§ **Do this**: Return, unchanged, everything in the data below from the line containing "Find the white" down to the final line of the data.

§ **Rows**:
** start **

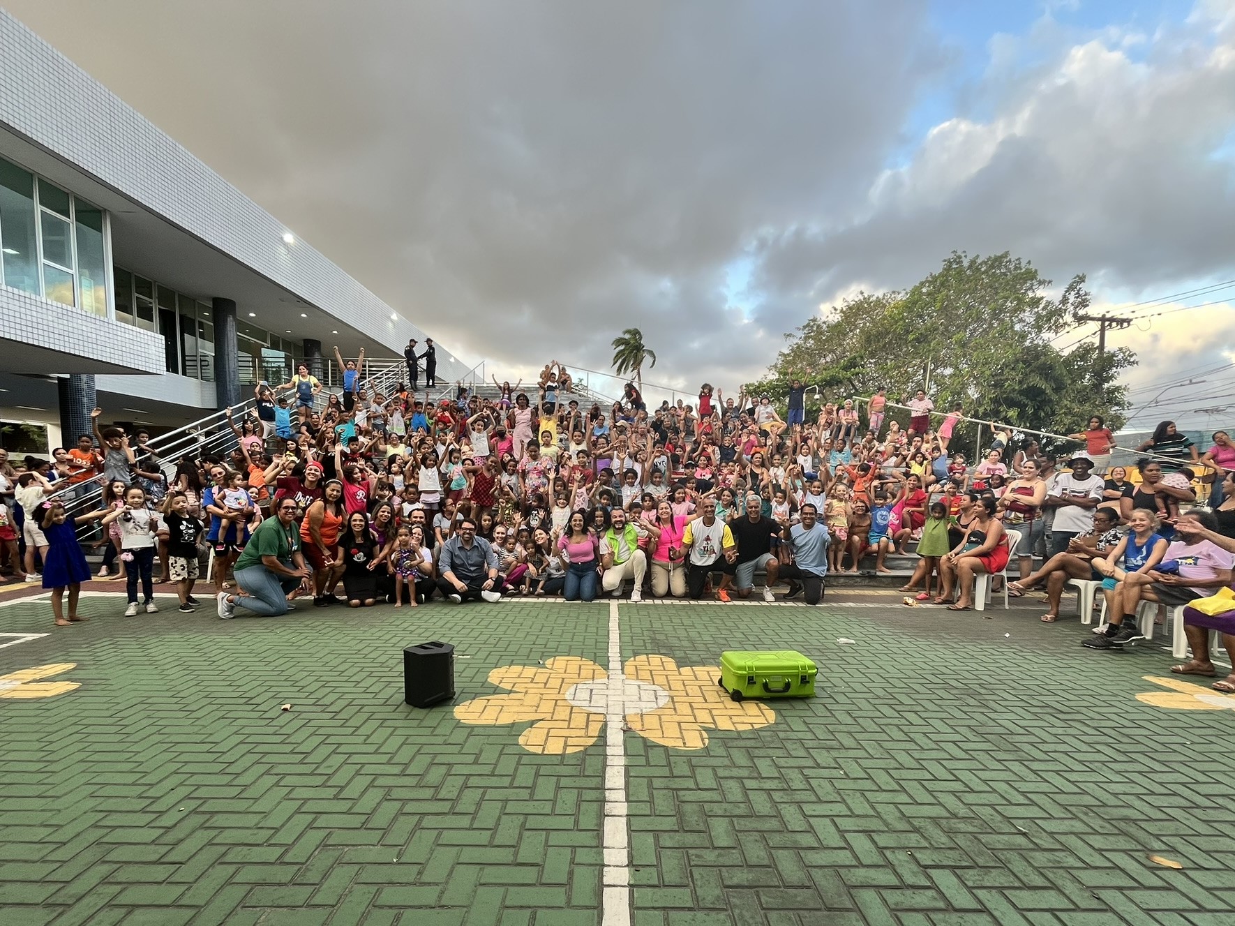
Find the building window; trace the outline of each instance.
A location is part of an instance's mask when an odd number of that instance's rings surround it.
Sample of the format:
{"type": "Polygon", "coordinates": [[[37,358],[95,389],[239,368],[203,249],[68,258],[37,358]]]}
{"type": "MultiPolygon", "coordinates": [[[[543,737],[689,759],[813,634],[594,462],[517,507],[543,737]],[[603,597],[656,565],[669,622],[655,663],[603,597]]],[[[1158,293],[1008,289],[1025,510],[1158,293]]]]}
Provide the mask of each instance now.
{"type": "Polygon", "coordinates": [[[106,217],[0,159],[0,283],[107,317],[106,217]]]}
{"type": "Polygon", "coordinates": [[[51,454],[47,425],[40,421],[0,421],[0,447],[9,451],[10,457],[21,453],[46,459],[51,454]]]}
{"type": "Polygon", "coordinates": [[[41,295],[35,175],[0,159],[0,282],[41,295]]]}

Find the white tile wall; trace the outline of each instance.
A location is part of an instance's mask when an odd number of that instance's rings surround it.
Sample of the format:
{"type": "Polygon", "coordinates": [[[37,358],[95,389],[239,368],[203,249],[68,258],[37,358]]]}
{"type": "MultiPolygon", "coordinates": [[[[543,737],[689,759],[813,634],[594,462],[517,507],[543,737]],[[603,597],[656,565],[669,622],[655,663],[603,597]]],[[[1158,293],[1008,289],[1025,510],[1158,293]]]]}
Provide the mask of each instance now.
{"type": "MultiPolygon", "coordinates": [[[[165,365],[162,335],[7,286],[0,286],[0,337],[140,373],[163,373],[165,365]]],[[[23,367],[17,352],[0,358],[0,367],[9,373],[47,372],[23,367]]]]}
{"type": "MultiPolygon", "coordinates": [[[[401,352],[425,332],[288,231],[35,32],[0,10],[0,123],[401,352]]],[[[226,296],[226,293],[217,295],[226,296]]],[[[432,336],[432,332],[430,332],[432,336]]],[[[438,346],[438,379],[469,368],[438,346]]]]}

** end **

§ **Answer for the task**:
Find the white tile wall; trace the outline of each instance.
A location is part of an instance's mask when an odd number of that instance's rings surround it.
Sample of the format:
{"type": "Polygon", "coordinates": [[[37,358],[95,389],[239,368],[203,249],[68,258],[37,358]]]}
{"type": "MultiPolygon", "coordinates": [[[[543,737],[689,759],[813,634],[594,462],[517,507],[543,737]],[[603,597],[656,565],[669,622],[655,663],[603,597]]],[[[1158,293],[1008,289],[1025,510],[1158,293]]]]}
Provide the mask of each instance now.
{"type": "MultiPolygon", "coordinates": [[[[165,365],[162,335],[7,286],[0,286],[0,337],[140,373],[163,373],[165,365]]],[[[23,367],[17,352],[0,358],[0,367],[9,373],[47,372],[23,367]]]]}
{"type": "MultiPolygon", "coordinates": [[[[401,352],[425,332],[288,231],[35,32],[0,10],[0,123],[401,352]]],[[[226,296],[226,293],[217,295],[226,296]]],[[[432,336],[432,332],[430,332],[432,336]]],[[[438,346],[438,379],[469,368],[438,346]]]]}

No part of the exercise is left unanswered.